*Required action*
Find the lines below that contain the string "white". Copy each one.

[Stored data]
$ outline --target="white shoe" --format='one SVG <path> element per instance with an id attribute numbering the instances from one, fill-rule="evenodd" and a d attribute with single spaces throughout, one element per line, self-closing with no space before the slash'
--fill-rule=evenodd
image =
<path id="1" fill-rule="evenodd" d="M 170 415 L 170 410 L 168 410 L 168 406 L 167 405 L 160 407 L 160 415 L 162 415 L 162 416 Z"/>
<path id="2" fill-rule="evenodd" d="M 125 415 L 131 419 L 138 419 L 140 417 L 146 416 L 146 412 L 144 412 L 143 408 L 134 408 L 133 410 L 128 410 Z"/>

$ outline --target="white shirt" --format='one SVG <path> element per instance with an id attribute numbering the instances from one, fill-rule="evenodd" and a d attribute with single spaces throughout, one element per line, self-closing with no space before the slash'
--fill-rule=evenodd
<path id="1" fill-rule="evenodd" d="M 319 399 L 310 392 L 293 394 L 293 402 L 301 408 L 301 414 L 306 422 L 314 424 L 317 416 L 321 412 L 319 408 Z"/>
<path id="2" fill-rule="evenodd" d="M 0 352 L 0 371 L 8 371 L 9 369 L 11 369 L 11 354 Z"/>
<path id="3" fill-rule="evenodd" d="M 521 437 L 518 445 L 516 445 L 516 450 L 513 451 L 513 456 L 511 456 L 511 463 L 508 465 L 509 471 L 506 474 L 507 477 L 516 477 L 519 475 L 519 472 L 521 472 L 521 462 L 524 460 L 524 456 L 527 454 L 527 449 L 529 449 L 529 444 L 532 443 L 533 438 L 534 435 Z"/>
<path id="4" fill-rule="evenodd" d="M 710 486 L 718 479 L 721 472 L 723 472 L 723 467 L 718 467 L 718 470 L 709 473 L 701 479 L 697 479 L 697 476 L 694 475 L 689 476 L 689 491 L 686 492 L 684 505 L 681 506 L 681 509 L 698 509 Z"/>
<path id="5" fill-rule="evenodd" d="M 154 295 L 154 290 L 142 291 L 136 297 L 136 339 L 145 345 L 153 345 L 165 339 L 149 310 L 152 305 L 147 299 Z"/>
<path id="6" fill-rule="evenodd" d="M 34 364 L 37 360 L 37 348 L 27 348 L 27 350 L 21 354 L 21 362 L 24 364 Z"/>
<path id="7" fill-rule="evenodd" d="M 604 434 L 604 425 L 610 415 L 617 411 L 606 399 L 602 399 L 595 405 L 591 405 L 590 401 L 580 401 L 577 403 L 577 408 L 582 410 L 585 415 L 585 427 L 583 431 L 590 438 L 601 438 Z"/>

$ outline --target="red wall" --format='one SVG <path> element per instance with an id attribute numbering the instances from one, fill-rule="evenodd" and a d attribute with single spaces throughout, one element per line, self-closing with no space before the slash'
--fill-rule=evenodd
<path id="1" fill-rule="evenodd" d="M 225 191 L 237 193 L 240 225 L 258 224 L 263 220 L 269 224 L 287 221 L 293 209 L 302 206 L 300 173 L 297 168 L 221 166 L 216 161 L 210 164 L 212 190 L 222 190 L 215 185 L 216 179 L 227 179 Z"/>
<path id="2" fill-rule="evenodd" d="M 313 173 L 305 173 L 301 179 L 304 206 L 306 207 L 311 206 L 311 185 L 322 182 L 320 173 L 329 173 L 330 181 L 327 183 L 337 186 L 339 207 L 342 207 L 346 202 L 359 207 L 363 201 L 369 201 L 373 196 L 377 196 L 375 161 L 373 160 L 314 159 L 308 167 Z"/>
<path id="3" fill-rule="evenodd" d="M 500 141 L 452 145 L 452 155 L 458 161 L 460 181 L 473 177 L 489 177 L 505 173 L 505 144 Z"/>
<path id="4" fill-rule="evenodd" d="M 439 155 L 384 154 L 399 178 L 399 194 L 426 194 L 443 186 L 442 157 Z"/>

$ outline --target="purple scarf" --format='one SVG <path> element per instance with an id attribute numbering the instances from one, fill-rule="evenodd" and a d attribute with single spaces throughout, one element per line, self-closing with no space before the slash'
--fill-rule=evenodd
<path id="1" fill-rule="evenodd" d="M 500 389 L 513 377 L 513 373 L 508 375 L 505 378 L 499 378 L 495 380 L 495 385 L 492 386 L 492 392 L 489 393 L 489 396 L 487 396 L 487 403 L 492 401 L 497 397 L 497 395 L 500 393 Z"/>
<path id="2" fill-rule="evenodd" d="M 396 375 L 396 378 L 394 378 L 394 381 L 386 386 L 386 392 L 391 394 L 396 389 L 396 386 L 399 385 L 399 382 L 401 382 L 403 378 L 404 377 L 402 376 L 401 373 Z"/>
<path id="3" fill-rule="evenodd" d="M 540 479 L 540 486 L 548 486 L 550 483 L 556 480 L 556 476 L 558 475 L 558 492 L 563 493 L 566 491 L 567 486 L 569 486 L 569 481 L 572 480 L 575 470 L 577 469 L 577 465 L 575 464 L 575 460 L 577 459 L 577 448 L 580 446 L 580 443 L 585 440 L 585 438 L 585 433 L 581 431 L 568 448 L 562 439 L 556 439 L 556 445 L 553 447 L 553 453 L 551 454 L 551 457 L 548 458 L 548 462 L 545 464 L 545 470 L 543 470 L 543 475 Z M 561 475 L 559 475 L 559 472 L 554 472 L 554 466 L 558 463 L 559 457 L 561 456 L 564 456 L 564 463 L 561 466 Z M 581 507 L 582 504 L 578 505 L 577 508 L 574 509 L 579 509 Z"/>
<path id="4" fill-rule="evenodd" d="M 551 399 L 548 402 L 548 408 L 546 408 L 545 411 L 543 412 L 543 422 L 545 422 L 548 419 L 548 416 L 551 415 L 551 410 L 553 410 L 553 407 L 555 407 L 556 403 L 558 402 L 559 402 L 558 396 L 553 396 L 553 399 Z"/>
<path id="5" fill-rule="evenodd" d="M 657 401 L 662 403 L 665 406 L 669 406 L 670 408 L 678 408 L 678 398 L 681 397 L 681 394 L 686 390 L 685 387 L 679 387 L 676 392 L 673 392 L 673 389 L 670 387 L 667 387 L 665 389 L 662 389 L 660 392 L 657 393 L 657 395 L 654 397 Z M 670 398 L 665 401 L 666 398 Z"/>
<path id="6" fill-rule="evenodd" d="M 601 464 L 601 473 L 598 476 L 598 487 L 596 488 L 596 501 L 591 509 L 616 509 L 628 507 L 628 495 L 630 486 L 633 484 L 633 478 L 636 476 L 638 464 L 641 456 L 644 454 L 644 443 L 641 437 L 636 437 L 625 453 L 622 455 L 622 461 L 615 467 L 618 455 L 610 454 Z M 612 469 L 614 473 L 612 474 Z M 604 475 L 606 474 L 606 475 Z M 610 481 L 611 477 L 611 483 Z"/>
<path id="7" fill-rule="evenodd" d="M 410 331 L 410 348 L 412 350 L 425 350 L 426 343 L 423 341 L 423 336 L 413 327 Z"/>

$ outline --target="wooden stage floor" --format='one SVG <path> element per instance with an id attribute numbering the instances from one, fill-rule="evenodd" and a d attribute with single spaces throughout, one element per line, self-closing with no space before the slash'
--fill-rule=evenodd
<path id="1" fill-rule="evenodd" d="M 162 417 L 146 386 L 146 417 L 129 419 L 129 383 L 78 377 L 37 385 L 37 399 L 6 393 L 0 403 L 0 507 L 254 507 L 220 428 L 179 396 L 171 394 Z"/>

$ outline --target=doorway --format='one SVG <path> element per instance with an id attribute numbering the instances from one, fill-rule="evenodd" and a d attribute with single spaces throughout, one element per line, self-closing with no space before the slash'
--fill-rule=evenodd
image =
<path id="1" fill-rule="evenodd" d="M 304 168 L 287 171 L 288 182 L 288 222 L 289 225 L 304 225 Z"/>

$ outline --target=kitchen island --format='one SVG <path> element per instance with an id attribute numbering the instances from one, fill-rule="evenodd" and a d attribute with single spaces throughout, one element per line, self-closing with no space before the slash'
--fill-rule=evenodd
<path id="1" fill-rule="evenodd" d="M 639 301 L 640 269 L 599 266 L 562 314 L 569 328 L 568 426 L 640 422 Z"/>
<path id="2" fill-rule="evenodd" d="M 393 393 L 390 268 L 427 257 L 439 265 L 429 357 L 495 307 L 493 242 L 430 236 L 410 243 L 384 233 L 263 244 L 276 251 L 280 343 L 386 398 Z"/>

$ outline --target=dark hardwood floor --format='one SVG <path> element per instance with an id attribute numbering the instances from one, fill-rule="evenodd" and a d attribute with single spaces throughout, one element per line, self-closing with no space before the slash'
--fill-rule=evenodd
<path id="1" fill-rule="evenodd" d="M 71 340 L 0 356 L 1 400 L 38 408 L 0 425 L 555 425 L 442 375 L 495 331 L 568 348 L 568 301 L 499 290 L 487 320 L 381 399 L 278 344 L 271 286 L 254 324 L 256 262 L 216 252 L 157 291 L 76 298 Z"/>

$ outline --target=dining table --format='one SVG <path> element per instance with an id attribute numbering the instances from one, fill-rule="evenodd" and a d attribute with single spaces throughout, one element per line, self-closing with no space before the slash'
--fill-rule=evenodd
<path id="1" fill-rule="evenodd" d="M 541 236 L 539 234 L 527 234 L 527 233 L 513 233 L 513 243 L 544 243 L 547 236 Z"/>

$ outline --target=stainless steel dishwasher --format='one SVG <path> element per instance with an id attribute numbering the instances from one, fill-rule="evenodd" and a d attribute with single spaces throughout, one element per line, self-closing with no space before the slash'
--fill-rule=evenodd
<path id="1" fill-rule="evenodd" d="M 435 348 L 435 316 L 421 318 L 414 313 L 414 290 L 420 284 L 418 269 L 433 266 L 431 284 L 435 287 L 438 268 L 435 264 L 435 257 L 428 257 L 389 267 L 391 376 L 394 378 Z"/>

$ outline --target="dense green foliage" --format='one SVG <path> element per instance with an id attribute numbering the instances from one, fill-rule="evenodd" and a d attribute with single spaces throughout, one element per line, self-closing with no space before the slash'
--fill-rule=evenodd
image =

*Result for this exercise*
$ outline --target="white shoe" --format='one SVG <path> element per instance with an id attribute numbering the instances from one, fill-rule="evenodd" and a d attribute with single spaces throughout, one element per line, self-closing with no space before the slash'
$ outline --target="white shirt" --format='one SVG <path> element per instance with an id attribute numbering the instances from one, fill-rule="evenodd" and a d attribute with single spaces throughout, one element per line, self-closing with no space before the slash'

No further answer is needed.